[GIVEN REQUEST] Present the lines from the one containing "segment --target shade" through the end of the lines, inclusive, as a numbered list, omitting any blank lines.
── DATASET RECORDS
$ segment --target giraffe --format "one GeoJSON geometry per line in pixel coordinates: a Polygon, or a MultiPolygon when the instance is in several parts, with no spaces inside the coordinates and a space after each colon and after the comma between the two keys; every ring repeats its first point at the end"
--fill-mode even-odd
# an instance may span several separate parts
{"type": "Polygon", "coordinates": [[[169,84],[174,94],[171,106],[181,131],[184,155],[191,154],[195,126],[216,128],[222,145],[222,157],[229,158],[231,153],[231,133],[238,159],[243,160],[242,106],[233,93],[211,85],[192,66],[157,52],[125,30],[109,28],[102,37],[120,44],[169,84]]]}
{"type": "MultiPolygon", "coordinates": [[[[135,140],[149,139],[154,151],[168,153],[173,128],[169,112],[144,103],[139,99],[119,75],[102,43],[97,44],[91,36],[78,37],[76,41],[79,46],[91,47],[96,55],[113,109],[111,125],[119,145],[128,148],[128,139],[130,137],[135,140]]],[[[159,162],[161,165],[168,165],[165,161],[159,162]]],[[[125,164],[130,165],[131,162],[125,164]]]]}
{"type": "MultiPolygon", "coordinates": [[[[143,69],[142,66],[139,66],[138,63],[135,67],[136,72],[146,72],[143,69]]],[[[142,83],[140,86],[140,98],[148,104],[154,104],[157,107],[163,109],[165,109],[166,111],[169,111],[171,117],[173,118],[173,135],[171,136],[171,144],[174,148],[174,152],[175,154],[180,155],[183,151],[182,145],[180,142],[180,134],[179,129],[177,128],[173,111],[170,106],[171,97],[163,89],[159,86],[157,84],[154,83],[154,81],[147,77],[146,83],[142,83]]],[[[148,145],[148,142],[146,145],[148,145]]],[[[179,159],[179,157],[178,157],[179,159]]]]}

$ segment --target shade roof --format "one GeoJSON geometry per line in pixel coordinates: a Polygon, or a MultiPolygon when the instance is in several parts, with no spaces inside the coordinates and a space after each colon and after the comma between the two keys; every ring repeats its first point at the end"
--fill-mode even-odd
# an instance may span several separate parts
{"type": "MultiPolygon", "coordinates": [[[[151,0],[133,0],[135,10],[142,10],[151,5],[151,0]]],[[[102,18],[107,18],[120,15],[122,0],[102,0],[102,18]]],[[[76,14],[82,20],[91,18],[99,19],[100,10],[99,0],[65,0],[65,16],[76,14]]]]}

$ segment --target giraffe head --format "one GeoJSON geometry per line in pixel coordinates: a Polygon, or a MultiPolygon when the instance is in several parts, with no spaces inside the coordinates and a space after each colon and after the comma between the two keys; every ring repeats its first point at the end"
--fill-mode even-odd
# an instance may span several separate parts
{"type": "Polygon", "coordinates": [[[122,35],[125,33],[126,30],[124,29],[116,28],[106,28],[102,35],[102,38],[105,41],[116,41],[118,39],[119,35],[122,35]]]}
────
[RESULT OF THIS EXERCISE]
1. $ segment --target shade roof --format "one GeoJSON geometry per line in pixel coordinates: a Polygon, or a MultiPolygon when the instance is in several parts, with no spaces inside the coordinates and a space after each colon and after the comma between the two keys; every ring repeats its first point at the end"
2. --fill-mode even-odd
3. # an instance may span several separate parts
4. {"type": "MultiPolygon", "coordinates": [[[[151,0],[133,0],[135,10],[142,10],[151,5],[151,0]]],[[[102,18],[107,18],[120,15],[122,0],[102,0],[102,18]]],[[[76,14],[82,20],[91,18],[99,19],[100,10],[99,0],[65,0],[65,16],[76,14]]]]}
5. $ segment --target giraffe head --format "one GeoJSON geometry per line in pixel coordinates: a Polygon, or a MultiPolygon when the instance is in several parts, with no spaces inside the coordinates and a space after each colon and after the comma between the two keys; every ring repeats its first point at the end"
6. --fill-mode even-odd
7. # an instance may span several separate parts
8. {"type": "Polygon", "coordinates": [[[122,35],[125,33],[126,30],[124,29],[116,28],[106,28],[102,35],[102,38],[105,41],[116,41],[118,39],[119,35],[122,35]]]}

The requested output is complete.